* [DOCUMENT SOURCE]:
----------------------------------------
Ainsi se pose la question du tempo dans l’interprétation. Notons d’emblée que tempo et vitesse d’exécution ne sont pas synonymes, ce qui n’est pas la moindre des difficultés pour appréhender le présent sujet. Dès lors, le tempo s’apparenterait pour nous à la « pulsation intérieure » d’une œuvre.

Dans le prolongement de ces premières considérations, comment appréhender la diversité des tempi dans l’interprétation d’une même œuvre ? Comment apprécier les écarts par rapport aux indications du compositeur ? S’agit-il d’une volonté absolue de ce dernier ou seulement d’une indication laissée à l’interprète qui demeure libre de s’y conformer ? Comment expliquer par exemple qu’il y ait moins de différence de tempo dans l’interprétation des symphonies de Mahler, qui ne donne pourtant pas d’indications métronomiques à suivre, que dans les symphonies de Beethoven qui, lui, prend la peine de les indiquer sur la partition ? Le non-respect du tempo prescrit est-il un crime de lèse-majesté, une infidélité notoire ? Ou autrement dit, quelle est la part de liberté laissée à l’interprète par rapport au compositeur dans ses indications métronomiques ? Aussi, le compositeur a-t-il toujours raison dans ses indications temporelles ? Et quand l’interprète s’éloigne effrontément et lointainement des indications du compositeur, comment considérer son interprétation ? Erronée ? Illégitime ? N’y aurait-il pas la place pour des contresens — si contresens il y a — géniaux ? Faut-il ou doit-on prendre en considération l’aspect technologique, acoustique, dynamique, lié notamment à l’évolution de la sonorité de l’orchestre ou de l’instrument sur le dernier siècle et demi, dans le rapport au tempo ? L’élévation du niveau technique des orchestres, et eu égard à la virtuosité de certaines phalanges, n’est-elle pas l’occasion de tester des tempi plus allants jusqu’aux limites du possible, indépendamment de toute autre considération et surtout au-delà même de ce qu’aurait pu imaginer un compositeur il y a encore cent ans et a fortiori deux siècles ? Comment la révolution des « baroqueux » depuis la fin des années 1950 et surtout depuis les années 1970 a-t-elle réinterrogé la question du tempo dans l’interprétation du répertoire baroque, classique, romantique et post-romantique ?

Aussi, il y a tant de paramètres en jeu que le format présent d’un article — et non d’une thèse — ne permettra que d’ébaucher quelques réflexions d’amateur, discophile au surplus, adepte du comparatisme interprétatif, et partagé de longue date entre une fidélité à l’esprit et la lettre de l’auteur et les dérapages parfois géniaux d’interprètes inspirés.
----------------------------------------
* [INFORMATIONS FOURNIES]:

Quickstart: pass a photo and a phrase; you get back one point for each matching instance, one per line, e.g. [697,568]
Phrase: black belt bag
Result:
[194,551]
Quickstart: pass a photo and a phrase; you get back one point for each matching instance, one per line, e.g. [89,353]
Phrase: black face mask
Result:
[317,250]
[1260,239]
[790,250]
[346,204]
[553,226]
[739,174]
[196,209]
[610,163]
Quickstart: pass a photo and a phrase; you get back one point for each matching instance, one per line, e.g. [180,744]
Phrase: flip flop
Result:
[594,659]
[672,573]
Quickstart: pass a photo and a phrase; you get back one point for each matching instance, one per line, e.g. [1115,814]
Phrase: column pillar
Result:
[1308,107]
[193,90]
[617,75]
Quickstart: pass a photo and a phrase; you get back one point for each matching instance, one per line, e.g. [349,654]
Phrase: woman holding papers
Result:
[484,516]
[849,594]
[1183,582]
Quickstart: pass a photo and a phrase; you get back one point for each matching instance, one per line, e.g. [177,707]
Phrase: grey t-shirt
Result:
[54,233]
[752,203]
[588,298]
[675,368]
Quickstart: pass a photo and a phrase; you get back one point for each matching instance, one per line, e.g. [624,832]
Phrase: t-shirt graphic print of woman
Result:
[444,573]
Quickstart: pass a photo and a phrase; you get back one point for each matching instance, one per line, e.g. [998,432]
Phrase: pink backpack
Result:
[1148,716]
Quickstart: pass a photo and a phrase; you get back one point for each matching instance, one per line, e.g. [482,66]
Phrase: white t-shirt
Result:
----------------------------------------
* [PROBLÈMES ET TÂCHES]:
1) Selon le document source, quel compositeur ne donne pas d'indications métronomiques dans ses symphonies ?
2) Citez le passage du document source qui commence par « Aussi, il y » et se poursuit jusqu'à « géniaux d’interprètes inspirés. ».

* [RÉPONSES FINALES]:
1) Mahler.

2)
Aussi, il y a tant de paramètres en jeu que le format présent d’un article — et non d’une thèse — ne permettra que d’ébaucher quelques réflexions d’amateur, discophile au surplus, adepte du comparatisme interprétatif, et partagé de longue date entre une fidélité à l’esprit et la lettre de l’auteur et les dérapages parfois géniaux d’interprètes inspirés.